Recast the lines below as a numbered list, from the first line up to and including the line with "<point>97,3</point>", leaving out any blank lines.

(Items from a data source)

/---

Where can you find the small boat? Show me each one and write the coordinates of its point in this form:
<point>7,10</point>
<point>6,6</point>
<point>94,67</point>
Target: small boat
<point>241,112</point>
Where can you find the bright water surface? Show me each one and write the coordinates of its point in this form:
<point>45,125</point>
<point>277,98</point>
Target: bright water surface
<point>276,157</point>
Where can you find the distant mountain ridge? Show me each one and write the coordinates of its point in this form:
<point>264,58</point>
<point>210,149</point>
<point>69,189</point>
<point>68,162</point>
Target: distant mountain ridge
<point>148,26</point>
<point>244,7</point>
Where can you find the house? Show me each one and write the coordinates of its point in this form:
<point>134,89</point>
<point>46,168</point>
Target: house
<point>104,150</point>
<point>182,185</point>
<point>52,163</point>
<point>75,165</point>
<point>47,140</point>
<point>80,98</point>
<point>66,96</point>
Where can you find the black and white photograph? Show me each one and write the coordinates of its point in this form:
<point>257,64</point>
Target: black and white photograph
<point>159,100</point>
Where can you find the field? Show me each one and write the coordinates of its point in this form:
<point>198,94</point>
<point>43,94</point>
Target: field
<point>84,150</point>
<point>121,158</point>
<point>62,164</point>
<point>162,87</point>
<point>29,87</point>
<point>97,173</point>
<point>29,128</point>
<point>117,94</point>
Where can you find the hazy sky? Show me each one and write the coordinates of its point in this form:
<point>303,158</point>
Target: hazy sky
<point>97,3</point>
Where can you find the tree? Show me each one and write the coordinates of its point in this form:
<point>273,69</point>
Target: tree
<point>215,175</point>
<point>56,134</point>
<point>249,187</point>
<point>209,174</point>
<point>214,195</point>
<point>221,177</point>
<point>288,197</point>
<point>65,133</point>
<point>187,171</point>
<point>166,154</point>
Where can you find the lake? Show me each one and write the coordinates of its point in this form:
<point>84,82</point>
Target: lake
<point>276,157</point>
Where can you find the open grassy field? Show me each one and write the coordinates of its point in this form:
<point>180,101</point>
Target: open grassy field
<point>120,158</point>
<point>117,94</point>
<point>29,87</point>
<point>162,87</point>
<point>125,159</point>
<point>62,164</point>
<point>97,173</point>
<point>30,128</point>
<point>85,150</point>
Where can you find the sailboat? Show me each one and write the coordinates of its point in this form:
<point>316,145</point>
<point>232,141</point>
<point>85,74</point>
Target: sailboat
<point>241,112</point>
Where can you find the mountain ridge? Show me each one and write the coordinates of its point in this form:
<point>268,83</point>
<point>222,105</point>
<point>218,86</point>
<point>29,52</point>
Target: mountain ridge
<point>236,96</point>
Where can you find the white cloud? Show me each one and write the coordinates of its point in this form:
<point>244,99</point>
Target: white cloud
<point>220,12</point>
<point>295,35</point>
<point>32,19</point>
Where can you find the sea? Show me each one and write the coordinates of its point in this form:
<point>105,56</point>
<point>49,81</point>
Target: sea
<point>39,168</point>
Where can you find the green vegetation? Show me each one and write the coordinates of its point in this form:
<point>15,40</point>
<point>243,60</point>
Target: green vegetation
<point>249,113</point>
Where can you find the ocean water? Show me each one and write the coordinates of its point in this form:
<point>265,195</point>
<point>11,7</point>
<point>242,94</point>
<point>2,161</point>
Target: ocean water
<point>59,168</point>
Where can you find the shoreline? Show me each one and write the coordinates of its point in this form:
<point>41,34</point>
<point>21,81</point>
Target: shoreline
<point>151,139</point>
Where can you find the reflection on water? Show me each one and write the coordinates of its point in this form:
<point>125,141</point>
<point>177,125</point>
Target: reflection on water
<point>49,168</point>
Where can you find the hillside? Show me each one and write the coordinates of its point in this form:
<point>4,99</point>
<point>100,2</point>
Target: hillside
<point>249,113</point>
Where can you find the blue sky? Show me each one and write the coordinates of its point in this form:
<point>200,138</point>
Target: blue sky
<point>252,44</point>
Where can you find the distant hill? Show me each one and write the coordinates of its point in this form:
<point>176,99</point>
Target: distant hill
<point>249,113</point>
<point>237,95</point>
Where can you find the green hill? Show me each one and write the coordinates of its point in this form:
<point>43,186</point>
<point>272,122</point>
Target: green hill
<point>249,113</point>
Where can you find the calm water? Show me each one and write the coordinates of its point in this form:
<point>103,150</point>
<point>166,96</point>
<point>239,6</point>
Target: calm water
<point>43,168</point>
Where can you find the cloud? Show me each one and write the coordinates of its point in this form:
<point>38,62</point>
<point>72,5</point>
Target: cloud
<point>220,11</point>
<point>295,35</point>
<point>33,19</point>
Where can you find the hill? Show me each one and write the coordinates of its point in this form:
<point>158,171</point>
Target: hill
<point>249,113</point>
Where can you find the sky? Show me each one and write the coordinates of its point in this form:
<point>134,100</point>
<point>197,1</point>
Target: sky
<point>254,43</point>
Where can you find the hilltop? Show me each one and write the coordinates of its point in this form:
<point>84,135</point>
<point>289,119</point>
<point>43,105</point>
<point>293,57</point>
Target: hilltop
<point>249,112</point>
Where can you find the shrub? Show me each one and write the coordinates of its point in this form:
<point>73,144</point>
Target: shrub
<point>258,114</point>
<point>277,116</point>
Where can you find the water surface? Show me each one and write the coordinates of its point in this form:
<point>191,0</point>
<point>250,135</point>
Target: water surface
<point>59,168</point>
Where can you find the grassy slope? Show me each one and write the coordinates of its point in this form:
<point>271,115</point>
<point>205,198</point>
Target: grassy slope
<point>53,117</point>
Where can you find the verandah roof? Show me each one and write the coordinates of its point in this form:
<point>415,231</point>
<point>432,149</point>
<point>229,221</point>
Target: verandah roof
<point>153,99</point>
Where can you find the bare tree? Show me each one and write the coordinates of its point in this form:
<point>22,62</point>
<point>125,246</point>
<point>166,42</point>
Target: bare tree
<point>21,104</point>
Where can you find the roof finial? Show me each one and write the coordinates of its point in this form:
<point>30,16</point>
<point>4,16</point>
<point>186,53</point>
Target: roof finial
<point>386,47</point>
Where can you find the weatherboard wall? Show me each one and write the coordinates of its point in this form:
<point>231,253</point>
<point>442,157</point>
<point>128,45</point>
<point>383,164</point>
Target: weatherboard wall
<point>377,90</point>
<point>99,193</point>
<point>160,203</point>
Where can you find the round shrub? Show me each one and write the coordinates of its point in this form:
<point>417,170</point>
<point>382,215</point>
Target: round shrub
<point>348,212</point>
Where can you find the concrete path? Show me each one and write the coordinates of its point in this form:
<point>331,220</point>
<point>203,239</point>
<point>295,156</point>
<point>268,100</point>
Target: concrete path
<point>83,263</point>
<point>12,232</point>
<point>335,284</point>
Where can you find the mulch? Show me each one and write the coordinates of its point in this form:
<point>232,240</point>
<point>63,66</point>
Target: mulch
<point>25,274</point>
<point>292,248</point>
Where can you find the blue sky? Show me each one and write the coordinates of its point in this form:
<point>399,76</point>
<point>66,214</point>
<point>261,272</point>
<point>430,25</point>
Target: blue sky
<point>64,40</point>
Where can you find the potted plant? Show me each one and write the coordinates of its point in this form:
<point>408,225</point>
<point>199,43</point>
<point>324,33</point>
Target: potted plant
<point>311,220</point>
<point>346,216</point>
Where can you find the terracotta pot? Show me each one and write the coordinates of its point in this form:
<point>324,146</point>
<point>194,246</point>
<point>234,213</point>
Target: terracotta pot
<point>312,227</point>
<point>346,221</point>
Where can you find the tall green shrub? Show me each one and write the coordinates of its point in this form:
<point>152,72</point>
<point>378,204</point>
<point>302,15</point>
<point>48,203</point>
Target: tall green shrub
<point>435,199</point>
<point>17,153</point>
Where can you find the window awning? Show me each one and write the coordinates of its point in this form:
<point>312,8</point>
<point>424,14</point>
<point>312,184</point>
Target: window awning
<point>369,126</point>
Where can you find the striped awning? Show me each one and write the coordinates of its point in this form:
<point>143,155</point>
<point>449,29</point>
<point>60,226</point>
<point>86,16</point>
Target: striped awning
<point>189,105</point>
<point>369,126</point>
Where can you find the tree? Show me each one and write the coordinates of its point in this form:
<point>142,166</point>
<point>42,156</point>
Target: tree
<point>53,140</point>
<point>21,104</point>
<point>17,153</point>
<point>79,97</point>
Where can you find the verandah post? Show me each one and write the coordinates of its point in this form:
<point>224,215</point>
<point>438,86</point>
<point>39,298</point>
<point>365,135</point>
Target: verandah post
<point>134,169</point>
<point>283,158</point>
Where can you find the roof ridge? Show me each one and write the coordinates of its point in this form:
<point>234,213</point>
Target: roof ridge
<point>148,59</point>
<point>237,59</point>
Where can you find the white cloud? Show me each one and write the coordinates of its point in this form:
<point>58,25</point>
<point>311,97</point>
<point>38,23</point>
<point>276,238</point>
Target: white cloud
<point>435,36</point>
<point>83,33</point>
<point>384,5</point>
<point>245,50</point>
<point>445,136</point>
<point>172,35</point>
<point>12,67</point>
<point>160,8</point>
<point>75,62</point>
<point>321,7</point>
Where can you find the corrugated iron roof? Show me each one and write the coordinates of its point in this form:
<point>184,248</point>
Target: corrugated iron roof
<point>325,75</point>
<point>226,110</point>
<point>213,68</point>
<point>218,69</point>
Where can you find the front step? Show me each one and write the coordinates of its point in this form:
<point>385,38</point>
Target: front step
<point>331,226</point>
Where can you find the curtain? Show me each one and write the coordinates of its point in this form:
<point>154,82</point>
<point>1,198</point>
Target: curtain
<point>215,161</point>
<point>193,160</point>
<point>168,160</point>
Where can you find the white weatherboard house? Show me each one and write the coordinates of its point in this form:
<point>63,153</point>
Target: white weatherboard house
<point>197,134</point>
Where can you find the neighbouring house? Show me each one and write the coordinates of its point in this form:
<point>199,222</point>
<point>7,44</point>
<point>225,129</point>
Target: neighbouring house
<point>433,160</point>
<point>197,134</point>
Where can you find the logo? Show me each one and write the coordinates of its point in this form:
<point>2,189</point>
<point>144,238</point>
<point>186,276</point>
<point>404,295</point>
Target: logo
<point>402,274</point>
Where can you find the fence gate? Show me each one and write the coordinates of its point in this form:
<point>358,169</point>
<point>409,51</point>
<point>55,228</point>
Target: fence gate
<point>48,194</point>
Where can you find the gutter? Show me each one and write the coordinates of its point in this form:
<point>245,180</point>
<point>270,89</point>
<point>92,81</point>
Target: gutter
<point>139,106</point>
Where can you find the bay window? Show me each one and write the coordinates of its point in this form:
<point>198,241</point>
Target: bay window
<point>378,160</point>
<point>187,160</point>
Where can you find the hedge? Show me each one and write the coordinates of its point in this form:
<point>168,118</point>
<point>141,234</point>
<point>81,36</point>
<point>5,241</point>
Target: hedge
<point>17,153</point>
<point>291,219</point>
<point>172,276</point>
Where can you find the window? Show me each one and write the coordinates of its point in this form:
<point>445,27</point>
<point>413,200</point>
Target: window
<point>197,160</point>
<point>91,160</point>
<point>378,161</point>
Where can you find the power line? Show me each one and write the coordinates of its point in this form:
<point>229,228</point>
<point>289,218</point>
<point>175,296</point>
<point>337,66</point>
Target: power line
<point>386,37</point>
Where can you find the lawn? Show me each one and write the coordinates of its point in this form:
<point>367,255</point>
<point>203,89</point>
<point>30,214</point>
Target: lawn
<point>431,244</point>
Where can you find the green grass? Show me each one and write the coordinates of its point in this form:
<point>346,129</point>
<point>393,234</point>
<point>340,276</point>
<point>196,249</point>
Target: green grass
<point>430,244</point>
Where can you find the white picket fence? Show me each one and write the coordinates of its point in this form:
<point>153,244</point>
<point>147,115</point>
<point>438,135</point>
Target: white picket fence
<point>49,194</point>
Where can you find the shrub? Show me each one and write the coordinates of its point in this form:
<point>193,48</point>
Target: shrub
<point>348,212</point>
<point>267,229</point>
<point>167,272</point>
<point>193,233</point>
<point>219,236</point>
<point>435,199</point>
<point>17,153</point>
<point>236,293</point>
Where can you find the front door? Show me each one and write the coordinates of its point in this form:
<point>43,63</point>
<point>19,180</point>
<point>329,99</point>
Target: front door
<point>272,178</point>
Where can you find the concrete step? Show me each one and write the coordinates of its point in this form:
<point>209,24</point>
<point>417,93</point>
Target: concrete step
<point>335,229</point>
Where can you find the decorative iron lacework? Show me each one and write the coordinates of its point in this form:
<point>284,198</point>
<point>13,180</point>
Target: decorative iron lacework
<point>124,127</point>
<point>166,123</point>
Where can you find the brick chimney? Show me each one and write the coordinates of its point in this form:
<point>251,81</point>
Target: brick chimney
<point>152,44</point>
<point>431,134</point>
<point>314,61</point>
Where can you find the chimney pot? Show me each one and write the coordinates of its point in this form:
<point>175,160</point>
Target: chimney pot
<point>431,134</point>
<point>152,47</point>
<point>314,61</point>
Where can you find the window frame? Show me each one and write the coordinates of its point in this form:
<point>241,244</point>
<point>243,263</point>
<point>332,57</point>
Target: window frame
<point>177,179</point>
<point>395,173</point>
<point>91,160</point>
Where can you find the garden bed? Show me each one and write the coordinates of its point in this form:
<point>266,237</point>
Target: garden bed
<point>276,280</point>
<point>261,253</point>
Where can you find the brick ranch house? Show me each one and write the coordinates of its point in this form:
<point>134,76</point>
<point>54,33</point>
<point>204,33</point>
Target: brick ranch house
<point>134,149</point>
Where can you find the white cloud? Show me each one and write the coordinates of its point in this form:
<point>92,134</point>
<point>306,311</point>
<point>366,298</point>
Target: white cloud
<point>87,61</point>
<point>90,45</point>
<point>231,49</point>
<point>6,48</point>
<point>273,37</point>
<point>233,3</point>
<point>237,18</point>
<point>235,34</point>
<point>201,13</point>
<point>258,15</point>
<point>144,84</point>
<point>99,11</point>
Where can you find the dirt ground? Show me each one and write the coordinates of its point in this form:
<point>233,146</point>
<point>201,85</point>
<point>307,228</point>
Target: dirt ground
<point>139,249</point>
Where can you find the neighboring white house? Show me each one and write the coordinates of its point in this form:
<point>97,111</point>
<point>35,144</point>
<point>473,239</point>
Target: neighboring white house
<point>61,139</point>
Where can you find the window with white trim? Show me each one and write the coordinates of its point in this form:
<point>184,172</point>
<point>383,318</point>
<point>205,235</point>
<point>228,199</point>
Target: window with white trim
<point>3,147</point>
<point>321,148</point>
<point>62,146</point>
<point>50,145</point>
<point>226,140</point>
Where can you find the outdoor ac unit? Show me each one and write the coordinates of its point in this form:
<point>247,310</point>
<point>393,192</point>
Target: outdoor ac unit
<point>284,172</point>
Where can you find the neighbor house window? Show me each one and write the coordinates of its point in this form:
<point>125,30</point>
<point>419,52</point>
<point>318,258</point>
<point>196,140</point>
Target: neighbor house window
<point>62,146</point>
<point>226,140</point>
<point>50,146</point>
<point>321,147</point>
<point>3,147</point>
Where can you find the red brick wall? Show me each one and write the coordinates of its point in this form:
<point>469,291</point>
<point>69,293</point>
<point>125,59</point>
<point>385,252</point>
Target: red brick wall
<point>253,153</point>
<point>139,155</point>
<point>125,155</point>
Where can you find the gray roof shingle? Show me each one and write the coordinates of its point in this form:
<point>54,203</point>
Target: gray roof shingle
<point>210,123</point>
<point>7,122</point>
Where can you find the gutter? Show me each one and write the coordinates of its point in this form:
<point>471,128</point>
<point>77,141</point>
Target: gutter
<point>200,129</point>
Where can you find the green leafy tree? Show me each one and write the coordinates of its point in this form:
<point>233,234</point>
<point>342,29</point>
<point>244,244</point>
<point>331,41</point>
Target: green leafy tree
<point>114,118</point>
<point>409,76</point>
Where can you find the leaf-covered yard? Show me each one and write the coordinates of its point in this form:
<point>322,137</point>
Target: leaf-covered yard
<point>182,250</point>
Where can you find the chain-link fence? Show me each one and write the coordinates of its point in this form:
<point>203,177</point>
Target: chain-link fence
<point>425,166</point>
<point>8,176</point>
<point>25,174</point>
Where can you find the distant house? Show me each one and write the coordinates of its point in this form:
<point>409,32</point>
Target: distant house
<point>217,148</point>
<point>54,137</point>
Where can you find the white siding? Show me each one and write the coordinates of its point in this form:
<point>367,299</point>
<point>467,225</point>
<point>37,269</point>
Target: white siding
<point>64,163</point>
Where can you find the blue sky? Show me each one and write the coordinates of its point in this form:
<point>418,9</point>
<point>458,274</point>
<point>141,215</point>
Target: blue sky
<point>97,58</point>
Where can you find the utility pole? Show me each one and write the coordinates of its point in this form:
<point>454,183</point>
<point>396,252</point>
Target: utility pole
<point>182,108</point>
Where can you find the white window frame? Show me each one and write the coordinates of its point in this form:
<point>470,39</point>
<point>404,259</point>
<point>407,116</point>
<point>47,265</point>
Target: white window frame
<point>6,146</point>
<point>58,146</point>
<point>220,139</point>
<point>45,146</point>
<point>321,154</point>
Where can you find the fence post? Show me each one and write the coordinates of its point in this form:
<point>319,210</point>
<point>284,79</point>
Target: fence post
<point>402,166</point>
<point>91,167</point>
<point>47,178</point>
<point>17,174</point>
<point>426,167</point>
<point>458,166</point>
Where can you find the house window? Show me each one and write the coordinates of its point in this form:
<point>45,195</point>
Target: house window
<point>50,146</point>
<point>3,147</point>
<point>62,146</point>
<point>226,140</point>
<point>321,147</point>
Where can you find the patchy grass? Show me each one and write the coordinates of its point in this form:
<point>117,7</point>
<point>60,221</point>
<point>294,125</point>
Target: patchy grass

\---

■ **Solution to this problem**
1. Where can you find the small boat? Show me each one and write the coordinates of its point in this form:
2. <point>7,10</point>
3. <point>6,6</point>
4. <point>94,67</point>
5. Target: small boat
6. <point>241,112</point>
7. Where can you find the bright water surface? Show me each one and write the coordinates of its point in this form:
8. <point>45,125</point>
9. <point>277,98</point>
10. Target: bright water surface
11. <point>276,157</point>
12. Where can you find the distant mountain ridge? Show me each one and write the coordinates of its point in this form:
13. <point>264,58</point>
14. <point>210,149</point>
15. <point>69,189</point>
16. <point>68,162</point>
17. Target: distant mountain ridge
18. <point>148,26</point>
19. <point>244,7</point>
20. Where can you find the house? Show me each one and write the coordinates of its point in this form:
21. <point>134,89</point>
22. <point>46,168</point>
23. Target: house
24. <point>104,150</point>
25. <point>182,185</point>
26. <point>52,163</point>
27. <point>75,165</point>
28. <point>47,140</point>
29. <point>80,98</point>
30. <point>66,96</point>
31. Where can you find the black and white photograph? Show me each one and write the coordinates of its point in this form:
32. <point>257,64</point>
33. Target: black and white photograph
34. <point>159,100</point>
35. Where can you find the field? Show me each one and write the coordinates of its point in this form:
36. <point>198,94</point>
37. <point>43,94</point>
38. Target: field
39. <point>84,150</point>
40. <point>121,158</point>
41. <point>62,164</point>
42. <point>162,87</point>
43. <point>29,87</point>
44. <point>97,173</point>
45. <point>29,128</point>
46. <point>117,94</point>
47. Where can you find the hazy sky? Show me each one and write the coordinates of its point in this form:
48. <point>303,158</point>
49. Target: hazy sky
50. <point>97,3</point>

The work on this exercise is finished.